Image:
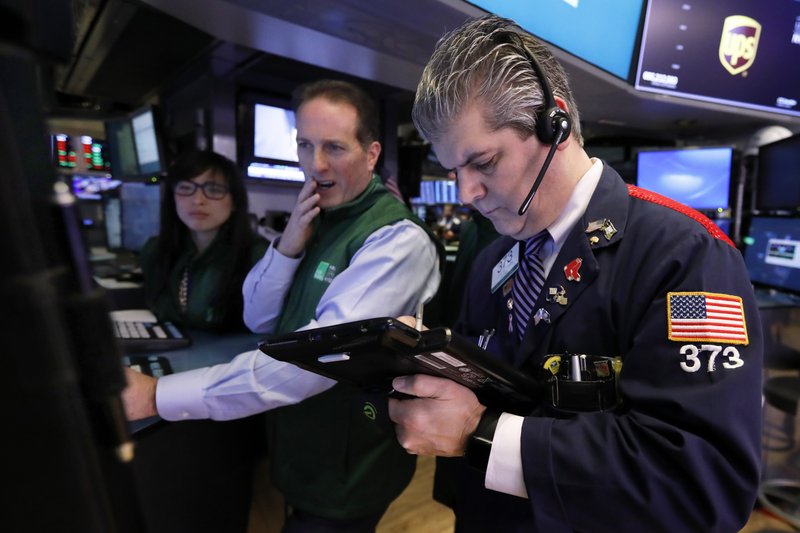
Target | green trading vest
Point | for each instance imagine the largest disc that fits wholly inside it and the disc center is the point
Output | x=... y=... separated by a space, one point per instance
x=326 y=456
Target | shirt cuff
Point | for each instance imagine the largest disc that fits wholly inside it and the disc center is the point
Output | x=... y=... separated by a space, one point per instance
x=179 y=396
x=504 y=470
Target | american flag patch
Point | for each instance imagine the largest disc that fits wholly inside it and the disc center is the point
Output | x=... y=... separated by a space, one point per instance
x=705 y=316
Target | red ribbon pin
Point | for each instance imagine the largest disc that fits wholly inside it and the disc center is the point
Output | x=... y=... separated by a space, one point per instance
x=571 y=270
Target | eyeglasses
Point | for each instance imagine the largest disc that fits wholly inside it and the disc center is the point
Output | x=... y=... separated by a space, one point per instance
x=211 y=189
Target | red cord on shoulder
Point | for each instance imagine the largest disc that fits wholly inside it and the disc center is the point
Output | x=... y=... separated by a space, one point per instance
x=649 y=196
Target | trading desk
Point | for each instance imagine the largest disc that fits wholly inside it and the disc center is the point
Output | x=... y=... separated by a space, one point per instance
x=780 y=321
x=196 y=476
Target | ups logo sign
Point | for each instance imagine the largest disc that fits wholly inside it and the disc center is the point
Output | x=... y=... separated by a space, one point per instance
x=739 y=43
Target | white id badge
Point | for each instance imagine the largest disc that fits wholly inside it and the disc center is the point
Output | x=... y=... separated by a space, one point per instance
x=506 y=267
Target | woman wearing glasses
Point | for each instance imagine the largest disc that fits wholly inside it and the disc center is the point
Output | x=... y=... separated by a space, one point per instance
x=194 y=269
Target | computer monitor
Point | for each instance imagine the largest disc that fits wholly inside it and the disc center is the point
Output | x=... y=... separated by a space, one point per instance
x=121 y=148
x=269 y=139
x=112 y=218
x=772 y=252
x=437 y=192
x=139 y=213
x=92 y=187
x=94 y=154
x=147 y=139
x=135 y=145
x=697 y=177
x=735 y=52
x=62 y=151
x=604 y=34
x=778 y=180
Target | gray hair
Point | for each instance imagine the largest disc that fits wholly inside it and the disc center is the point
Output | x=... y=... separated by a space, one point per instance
x=475 y=62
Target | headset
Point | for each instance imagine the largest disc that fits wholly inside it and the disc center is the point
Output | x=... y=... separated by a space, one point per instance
x=553 y=124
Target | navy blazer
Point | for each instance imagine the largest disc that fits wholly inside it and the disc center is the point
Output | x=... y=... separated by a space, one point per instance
x=682 y=453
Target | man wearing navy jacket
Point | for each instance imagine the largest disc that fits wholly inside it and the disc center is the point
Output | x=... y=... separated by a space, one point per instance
x=645 y=332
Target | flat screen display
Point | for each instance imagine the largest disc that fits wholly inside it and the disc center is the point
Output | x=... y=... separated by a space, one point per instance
x=121 y=148
x=139 y=213
x=772 y=253
x=601 y=33
x=275 y=133
x=436 y=192
x=273 y=155
x=697 y=177
x=88 y=187
x=778 y=180
x=148 y=153
x=738 y=52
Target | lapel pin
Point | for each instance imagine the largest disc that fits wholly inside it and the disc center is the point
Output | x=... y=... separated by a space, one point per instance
x=557 y=295
x=572 y=269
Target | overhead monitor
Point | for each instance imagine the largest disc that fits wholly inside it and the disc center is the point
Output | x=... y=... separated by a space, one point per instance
x=601 y=33
x=269 y=136
x=778 y=179
x=121 y=148
x=135 y=145
x=697 y=177
x=139 y=209
x=737 y=52
x=92 y=187
x=772 y=252
x=147 y=140
x=63 y=151
x=437 y=192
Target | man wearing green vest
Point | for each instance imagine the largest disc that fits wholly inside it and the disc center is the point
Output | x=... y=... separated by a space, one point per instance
x=350 y=251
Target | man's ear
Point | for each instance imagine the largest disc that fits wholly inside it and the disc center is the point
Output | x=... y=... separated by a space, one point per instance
x=373 y=152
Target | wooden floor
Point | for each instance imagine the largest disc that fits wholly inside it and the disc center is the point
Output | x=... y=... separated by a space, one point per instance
x=416 y=512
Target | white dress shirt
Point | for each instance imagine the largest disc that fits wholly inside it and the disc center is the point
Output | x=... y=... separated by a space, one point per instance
x=504 y=470
x=396 y=268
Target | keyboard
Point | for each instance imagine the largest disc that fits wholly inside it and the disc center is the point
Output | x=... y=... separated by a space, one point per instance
x=140 y=331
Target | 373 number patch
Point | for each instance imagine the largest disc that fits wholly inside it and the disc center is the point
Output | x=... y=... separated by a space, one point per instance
x=709 y=354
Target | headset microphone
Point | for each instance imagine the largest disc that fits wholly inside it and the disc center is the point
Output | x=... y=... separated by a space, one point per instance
x=553 y=124
x=560 y=135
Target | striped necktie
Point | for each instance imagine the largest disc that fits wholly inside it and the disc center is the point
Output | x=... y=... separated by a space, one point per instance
x=528 y=282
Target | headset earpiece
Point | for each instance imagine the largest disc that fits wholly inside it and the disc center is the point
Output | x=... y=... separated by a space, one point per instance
x=550 y=122
x=553 y=124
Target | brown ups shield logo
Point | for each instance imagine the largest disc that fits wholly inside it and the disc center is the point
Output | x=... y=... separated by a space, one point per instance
x=739 y=43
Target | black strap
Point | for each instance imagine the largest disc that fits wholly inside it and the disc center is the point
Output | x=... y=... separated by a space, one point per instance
x=479 y=444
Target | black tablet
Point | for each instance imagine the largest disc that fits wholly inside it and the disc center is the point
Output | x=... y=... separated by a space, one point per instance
x=370 y=353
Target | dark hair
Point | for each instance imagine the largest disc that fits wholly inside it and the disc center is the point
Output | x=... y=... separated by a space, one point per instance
x=236 y=231
x=338 y=91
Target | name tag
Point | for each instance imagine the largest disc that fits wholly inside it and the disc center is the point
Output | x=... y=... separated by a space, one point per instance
x=506 y=267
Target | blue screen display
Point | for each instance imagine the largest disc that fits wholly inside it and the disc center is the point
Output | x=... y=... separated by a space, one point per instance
x=601 y=33
x=737 y=52
x=697 y=177
x=772 y=255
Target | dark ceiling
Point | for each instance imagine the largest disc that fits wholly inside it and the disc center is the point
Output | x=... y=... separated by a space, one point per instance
x=126 y=51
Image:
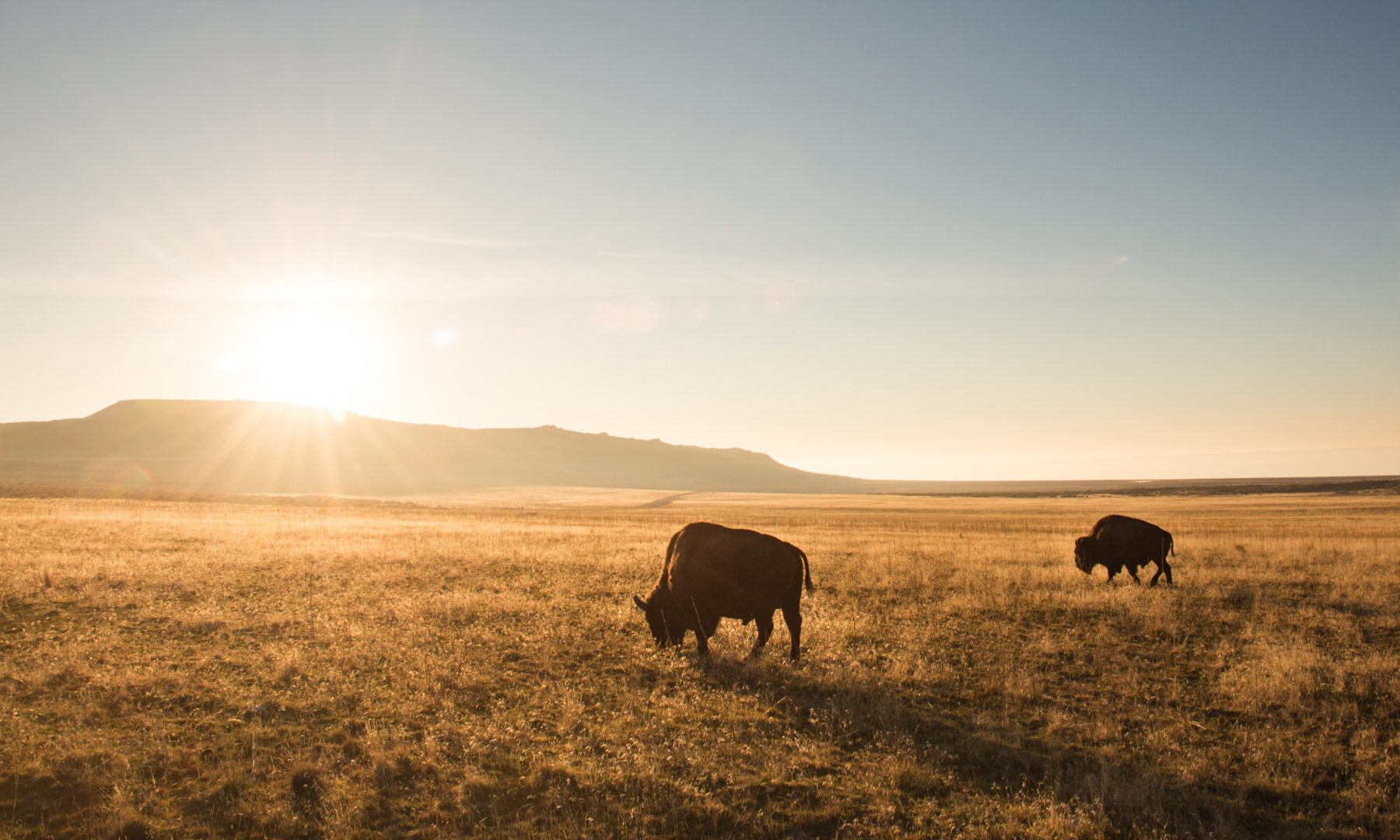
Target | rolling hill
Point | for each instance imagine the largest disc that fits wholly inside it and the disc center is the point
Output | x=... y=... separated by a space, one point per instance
x=254 y=447
x=220 y=447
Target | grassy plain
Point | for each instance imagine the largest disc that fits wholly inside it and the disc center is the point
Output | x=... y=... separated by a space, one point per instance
x=209 y=670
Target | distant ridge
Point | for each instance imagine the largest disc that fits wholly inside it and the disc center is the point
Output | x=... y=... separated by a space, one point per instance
x=257 y=447
x=167 y=448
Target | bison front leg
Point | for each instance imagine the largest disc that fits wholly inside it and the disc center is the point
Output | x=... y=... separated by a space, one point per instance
x=793 y=615
x=706 y=623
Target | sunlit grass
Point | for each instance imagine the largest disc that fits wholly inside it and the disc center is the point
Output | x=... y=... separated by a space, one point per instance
x=482 y=671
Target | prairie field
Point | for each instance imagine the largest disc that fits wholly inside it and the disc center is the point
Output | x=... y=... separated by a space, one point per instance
x=475 y=667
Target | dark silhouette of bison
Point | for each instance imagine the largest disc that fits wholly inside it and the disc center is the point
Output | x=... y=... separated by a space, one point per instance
x=713 y=572
x=1123 y=542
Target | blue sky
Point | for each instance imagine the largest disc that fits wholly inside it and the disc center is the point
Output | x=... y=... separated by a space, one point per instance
x=885 y=240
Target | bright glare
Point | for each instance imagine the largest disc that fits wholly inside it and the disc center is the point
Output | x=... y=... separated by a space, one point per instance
x=307 y=353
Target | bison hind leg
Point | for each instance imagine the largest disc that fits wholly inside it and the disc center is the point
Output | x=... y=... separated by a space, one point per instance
x=765 y=625
x=793 y=616
x=1162 y=567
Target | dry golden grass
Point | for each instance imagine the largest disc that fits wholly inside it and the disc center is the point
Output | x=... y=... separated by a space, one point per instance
x=245 y=671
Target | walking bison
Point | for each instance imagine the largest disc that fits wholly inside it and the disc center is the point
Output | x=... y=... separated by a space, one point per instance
x=713 y=572
x=1123 y=542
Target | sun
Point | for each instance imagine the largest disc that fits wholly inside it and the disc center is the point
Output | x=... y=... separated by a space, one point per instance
x=306 y=352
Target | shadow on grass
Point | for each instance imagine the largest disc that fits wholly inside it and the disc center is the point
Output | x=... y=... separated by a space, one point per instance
x=1001 y=761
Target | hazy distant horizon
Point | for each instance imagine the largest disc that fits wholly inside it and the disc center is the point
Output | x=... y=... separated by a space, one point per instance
x=1015 y=471
x=957 y=243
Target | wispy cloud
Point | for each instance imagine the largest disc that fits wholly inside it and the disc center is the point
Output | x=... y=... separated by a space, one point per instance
x=436 y=238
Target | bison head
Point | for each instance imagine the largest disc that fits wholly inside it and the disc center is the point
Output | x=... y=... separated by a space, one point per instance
x=664 y=629
x=1084 y=553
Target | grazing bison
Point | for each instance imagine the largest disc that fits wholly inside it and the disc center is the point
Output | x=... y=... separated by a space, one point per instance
x=713 y=572
x=1123 y=542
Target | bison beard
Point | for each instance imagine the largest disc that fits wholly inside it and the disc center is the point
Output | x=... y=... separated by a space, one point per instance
x=713 y=572
x=1123 y=542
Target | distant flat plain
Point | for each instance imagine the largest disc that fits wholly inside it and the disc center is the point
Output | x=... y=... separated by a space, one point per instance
x=474 y=665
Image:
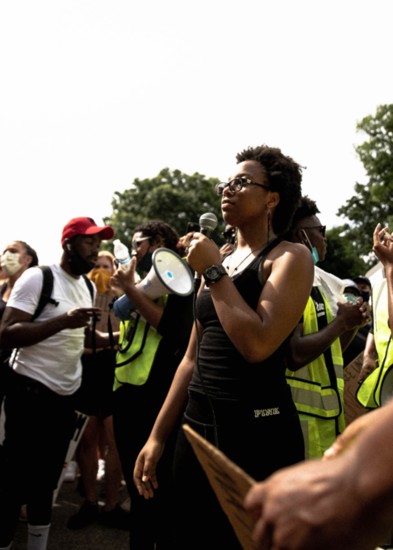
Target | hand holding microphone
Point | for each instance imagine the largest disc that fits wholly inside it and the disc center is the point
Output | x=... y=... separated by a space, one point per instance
x=203 y=252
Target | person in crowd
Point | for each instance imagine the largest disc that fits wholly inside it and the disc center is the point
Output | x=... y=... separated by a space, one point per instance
x=16 y=258
x=315 y=364
x=375 y=377
x=94 y=398
x=231 y=380
x=151 y=344
x=346 y=500
x=46 y=372
x=364 y=285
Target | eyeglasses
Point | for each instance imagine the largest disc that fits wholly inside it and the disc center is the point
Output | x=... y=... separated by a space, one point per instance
x=139 y=241
x=321 y=229
x=237 y=185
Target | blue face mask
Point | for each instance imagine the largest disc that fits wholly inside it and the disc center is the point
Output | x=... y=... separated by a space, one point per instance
x=315 y=255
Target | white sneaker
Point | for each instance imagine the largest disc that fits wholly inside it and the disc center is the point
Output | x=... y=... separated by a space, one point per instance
x=101 y=469
x=71 y=471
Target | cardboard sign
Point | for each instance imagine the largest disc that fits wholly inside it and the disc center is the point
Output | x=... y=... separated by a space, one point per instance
x=229 y=482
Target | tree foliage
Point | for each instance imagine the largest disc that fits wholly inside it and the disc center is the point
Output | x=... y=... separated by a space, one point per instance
x=172 y=196
x=372 y=202
x=340 y=259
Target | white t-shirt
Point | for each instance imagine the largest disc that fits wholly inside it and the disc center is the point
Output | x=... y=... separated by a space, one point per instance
x=56 y=360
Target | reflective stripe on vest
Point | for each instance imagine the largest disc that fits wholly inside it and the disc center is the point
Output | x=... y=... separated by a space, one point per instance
x=138 y=344
x=312 y=390
x=376 y=388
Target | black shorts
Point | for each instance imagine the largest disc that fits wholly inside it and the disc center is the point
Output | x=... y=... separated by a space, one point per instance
x=95 y=395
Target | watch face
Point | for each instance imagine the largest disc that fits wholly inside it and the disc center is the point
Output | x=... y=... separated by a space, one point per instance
x=214 y=273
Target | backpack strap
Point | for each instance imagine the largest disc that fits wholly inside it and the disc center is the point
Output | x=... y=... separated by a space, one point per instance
x=46 y=292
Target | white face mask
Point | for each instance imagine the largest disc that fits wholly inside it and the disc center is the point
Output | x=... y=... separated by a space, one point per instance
x=10 y=263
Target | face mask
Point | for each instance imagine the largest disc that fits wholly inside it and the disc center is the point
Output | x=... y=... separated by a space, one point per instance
x=78 y=265
x=315 y=255
x=10 y=263
x=145 y=264
x=101 y=278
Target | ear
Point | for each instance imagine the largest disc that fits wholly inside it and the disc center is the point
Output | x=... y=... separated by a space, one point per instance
x=273 y=200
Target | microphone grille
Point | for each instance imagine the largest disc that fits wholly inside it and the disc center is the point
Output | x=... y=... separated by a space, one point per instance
x=208 y=221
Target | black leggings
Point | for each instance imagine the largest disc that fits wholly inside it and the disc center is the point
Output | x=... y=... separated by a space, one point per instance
x=260 y=444
x=38 y=428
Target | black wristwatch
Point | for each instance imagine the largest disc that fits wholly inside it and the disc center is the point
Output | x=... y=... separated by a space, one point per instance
x=213 y=274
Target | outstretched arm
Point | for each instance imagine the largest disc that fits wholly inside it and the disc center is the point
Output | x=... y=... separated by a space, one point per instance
x=345 y=502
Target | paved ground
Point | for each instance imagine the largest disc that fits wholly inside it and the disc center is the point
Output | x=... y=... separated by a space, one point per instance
x=93 y=537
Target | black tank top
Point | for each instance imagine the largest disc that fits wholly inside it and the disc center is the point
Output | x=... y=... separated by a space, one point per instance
x=222 y=371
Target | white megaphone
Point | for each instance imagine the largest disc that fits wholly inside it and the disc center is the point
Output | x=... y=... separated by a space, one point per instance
x=169 y=274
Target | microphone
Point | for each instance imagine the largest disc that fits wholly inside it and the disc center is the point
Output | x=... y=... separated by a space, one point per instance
x=208 y=222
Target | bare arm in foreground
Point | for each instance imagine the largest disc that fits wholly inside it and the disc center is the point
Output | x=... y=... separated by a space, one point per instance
x=341 y=503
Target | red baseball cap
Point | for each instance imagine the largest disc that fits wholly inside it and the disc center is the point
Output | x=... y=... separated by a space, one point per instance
x=85 y=226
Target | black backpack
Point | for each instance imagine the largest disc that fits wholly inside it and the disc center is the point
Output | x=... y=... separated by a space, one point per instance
x=47 y=289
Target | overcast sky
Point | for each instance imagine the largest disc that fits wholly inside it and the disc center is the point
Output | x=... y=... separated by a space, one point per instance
x=97 y=93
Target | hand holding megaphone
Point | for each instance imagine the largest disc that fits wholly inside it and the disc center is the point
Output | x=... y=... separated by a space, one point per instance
x=202 y=253
x=169 y=274
x=125 y=276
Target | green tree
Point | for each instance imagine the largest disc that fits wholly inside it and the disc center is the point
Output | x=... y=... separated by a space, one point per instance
x=340 y=259
x=171 y=196
x=372 y=202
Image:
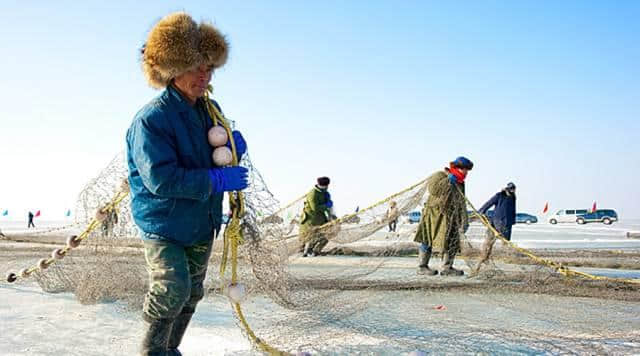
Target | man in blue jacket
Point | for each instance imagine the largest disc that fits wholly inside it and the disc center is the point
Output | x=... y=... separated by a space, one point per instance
x=176 y=189
x=504 y=215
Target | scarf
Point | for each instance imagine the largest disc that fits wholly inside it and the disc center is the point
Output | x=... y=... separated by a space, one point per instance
x=457 y=173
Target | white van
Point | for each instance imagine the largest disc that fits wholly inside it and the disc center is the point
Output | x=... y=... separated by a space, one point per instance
x=563 y=216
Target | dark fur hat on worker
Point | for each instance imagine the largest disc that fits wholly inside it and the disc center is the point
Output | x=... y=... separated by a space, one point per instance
x=177 y=44
x=324 y=181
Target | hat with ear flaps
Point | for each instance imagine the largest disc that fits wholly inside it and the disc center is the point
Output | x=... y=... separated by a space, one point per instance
x=177 y=44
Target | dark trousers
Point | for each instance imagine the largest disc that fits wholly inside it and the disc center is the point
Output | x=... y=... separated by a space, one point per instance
x=176 y=276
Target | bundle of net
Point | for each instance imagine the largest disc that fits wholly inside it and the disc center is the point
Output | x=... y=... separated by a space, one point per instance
x=364 y=296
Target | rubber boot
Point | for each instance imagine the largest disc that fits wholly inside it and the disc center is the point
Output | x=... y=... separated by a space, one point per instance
x=308 y=250
x=447 y=265
x=156 y=338
x=423 y=263
x=317 y=249
x=177 y=332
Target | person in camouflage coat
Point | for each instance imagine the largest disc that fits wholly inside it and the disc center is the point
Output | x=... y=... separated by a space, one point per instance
x=444 y=218
x=316 y=212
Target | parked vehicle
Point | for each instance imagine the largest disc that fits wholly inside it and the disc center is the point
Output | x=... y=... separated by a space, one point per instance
x=605 y=216
x=565 y=216
x=414 y=217
x=524 y=218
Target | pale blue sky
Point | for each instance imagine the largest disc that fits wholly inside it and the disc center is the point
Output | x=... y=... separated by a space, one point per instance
x=375 y=94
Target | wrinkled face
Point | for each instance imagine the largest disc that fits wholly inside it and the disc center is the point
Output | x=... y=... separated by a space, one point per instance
x=194 y=83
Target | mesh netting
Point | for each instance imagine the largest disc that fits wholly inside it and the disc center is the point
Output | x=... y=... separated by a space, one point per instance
x=364 y=296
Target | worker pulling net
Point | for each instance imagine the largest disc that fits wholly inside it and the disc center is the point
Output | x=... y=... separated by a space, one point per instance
x=346 y=297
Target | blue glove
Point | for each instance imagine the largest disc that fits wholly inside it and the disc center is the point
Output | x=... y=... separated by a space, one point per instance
x=228 y=179
x=241 y=144
x=452 y=178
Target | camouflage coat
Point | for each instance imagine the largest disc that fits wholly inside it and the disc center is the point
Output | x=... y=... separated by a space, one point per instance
x=444 y=215
x=315 y=211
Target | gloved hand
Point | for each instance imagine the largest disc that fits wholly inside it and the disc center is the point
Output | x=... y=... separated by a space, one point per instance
x=241 y=144
x=228 y=179
x=452 y=178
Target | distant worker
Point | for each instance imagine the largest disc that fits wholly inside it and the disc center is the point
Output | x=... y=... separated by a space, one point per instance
x=317 y=211
x=31 y=224
x=444 y=218
x=109 y=223
x=503 y=218
x=392 y=216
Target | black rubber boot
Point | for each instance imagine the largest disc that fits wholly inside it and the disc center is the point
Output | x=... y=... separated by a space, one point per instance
x=308 y=250
x=423 y=263
x=317 y=249
x=156 y=338
x=177 y=332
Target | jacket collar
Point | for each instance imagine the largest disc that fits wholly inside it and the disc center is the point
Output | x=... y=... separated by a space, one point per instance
x=181 y=103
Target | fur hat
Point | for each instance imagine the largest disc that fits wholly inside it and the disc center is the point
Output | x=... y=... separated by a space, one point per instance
x=177 y=44
x=462 y=162
x=323 y=181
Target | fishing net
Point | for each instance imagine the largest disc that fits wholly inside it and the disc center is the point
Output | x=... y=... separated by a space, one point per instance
x=364 y=296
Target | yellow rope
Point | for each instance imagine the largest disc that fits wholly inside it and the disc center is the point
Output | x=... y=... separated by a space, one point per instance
x=233 y=232
x=564 y=270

::::

- **PROBLEM**
List each line of the records that holds the string "navy".

- **ANSWER TO THIS PROBLEM**
Target | navy blazer
Target | man wearing navy jacket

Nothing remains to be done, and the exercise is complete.